Source data:

-*-

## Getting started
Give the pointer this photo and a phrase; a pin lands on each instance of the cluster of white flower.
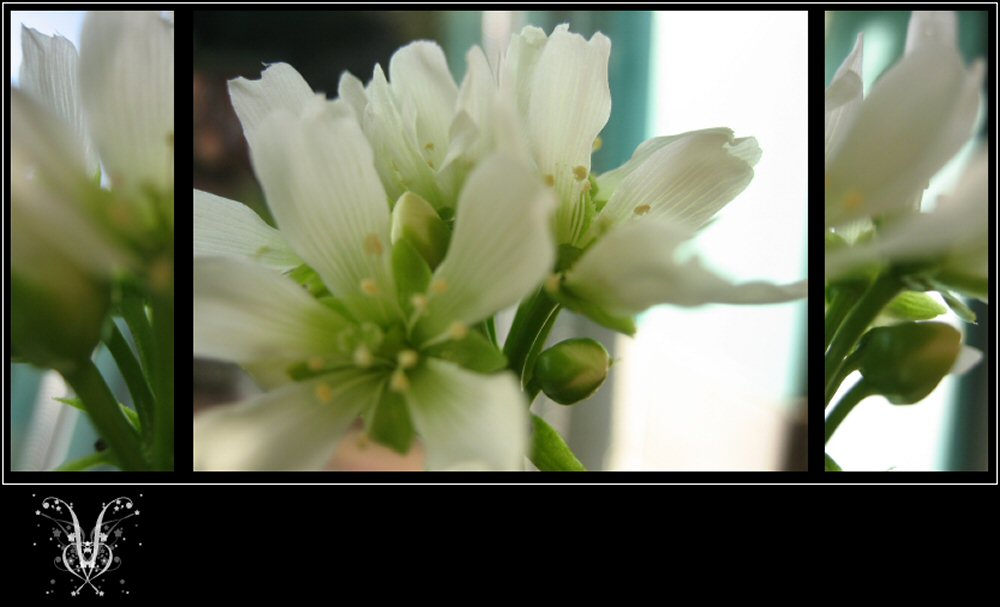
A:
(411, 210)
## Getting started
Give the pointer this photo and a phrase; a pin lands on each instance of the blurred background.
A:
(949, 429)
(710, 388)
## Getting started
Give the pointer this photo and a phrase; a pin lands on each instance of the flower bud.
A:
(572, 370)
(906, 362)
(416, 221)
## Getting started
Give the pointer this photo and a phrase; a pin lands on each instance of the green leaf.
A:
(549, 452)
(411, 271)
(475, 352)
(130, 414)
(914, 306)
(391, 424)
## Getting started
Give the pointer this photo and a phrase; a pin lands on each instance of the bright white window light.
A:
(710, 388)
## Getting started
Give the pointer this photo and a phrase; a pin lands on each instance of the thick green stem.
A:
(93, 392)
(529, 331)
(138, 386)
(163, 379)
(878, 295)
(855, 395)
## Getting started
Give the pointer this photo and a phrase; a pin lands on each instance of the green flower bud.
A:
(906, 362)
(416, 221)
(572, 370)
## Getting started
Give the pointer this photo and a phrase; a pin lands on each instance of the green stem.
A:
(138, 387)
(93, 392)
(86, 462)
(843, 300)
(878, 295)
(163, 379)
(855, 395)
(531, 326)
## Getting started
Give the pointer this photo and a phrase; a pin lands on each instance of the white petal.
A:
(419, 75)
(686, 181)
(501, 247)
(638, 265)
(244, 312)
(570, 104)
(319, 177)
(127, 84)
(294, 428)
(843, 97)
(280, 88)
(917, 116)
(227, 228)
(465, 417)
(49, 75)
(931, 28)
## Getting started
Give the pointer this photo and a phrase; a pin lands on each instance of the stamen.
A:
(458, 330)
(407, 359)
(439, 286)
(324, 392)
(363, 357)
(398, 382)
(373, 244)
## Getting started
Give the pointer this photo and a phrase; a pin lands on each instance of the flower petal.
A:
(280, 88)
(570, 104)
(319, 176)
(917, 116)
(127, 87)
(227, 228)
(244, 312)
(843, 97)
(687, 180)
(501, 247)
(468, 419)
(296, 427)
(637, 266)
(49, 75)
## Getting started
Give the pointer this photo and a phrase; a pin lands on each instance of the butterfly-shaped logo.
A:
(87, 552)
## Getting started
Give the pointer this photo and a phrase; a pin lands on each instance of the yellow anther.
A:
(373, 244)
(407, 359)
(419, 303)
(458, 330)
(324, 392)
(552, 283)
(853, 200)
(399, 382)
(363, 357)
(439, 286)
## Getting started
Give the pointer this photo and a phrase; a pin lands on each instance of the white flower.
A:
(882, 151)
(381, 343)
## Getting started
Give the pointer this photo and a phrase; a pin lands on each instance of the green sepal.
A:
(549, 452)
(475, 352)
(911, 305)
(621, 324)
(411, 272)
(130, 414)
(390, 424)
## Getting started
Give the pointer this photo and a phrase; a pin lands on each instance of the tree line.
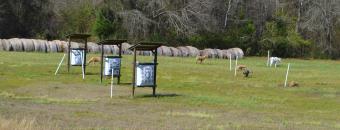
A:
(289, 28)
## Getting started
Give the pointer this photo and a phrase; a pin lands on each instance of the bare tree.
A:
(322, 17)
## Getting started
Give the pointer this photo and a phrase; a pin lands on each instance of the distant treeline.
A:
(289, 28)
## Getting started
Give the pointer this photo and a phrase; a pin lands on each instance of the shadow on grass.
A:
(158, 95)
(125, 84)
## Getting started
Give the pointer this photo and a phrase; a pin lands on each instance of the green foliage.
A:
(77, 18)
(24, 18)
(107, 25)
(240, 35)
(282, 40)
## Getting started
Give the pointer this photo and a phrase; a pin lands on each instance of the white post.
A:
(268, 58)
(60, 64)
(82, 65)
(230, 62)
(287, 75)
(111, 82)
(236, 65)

-*-

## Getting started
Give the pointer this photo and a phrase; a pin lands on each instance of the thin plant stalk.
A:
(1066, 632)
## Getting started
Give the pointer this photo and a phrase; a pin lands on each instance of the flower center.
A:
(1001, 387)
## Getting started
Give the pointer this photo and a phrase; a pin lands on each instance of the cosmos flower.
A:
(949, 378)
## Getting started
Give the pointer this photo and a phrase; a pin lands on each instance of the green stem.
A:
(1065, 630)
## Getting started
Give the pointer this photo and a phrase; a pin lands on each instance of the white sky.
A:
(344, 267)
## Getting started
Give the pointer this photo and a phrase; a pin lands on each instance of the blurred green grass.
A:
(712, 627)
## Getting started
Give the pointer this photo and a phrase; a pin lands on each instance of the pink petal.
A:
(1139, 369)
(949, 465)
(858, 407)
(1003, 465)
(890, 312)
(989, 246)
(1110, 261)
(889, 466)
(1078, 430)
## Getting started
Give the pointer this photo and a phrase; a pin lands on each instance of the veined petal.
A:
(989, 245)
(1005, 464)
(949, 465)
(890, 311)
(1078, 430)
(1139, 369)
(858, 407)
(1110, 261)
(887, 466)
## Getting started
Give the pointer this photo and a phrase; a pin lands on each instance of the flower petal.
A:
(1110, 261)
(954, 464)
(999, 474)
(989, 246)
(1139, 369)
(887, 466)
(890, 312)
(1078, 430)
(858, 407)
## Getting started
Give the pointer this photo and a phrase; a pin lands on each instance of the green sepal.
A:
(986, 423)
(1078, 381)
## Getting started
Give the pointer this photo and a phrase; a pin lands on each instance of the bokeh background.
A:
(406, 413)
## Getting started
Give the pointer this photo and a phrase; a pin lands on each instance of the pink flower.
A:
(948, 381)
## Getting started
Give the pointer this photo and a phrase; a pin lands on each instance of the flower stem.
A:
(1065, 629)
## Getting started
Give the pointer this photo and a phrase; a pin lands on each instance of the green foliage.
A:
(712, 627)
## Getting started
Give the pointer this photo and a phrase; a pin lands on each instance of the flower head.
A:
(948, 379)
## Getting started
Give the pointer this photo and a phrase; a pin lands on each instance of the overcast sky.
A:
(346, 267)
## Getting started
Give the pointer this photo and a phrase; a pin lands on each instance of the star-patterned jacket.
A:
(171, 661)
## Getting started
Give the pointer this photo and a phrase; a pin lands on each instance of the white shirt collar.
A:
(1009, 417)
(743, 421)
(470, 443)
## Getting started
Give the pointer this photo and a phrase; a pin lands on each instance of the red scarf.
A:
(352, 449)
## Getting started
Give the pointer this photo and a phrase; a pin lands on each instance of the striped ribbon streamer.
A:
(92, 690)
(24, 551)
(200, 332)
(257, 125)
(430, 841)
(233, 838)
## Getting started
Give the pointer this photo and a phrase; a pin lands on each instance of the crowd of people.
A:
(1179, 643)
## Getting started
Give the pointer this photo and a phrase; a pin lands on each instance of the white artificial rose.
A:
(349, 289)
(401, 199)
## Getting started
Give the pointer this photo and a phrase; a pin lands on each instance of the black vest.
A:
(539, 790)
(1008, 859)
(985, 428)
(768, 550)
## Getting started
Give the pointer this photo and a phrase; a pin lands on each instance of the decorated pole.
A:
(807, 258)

-*-

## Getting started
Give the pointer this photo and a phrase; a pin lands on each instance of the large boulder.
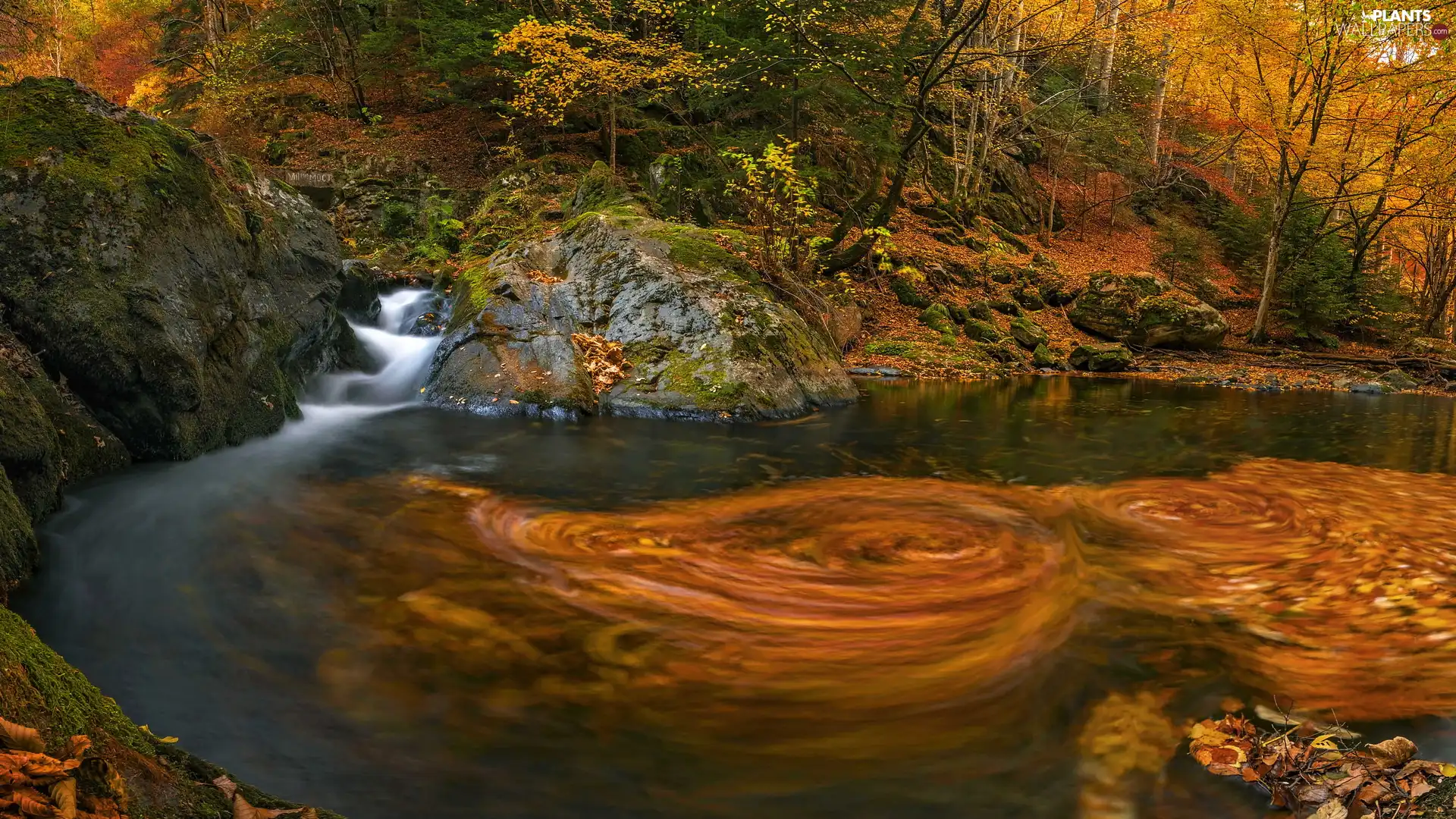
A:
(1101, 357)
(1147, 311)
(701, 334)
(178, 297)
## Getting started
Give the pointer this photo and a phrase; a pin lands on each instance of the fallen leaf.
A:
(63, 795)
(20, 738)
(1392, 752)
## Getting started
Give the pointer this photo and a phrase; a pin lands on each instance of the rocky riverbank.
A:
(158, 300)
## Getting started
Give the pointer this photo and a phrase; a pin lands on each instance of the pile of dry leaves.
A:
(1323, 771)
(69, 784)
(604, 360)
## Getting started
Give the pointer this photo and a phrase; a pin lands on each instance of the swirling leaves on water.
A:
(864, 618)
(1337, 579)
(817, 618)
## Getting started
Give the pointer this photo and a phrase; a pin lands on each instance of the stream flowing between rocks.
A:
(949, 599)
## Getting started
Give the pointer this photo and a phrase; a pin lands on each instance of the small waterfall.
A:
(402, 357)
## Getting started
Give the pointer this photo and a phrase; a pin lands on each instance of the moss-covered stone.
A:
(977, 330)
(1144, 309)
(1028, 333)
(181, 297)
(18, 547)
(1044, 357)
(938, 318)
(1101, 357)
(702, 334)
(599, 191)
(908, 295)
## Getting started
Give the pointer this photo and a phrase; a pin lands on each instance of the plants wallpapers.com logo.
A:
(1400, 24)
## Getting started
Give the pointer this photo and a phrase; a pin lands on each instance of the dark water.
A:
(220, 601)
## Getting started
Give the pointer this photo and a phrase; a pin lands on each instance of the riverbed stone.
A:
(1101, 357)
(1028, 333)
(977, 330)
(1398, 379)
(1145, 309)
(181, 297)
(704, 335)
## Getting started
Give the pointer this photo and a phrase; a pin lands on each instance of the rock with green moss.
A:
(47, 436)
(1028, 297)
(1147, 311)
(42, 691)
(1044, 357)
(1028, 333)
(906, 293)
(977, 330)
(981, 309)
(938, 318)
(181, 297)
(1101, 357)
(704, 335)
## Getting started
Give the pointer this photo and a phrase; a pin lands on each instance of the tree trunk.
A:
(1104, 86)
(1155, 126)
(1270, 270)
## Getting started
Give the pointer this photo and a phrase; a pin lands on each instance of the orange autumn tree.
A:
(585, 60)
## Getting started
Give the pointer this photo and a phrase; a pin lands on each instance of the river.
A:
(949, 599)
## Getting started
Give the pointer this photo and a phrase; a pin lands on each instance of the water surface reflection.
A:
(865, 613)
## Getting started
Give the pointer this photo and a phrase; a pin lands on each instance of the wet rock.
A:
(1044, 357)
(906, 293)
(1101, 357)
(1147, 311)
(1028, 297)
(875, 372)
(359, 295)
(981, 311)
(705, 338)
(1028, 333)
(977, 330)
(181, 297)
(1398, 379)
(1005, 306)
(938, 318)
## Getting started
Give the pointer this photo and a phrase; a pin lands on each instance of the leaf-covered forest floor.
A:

-*-

Aim:
Gather every line of the records that contains the word "covered", and copy each one out in full.

Correct answer:
Give the pointer this photo and a phrase; a pin lands on each instance of the moss-covered stone.
Give the pointer this photo and a phrase; a pin lands on each instance of the leaf-covered forest floor.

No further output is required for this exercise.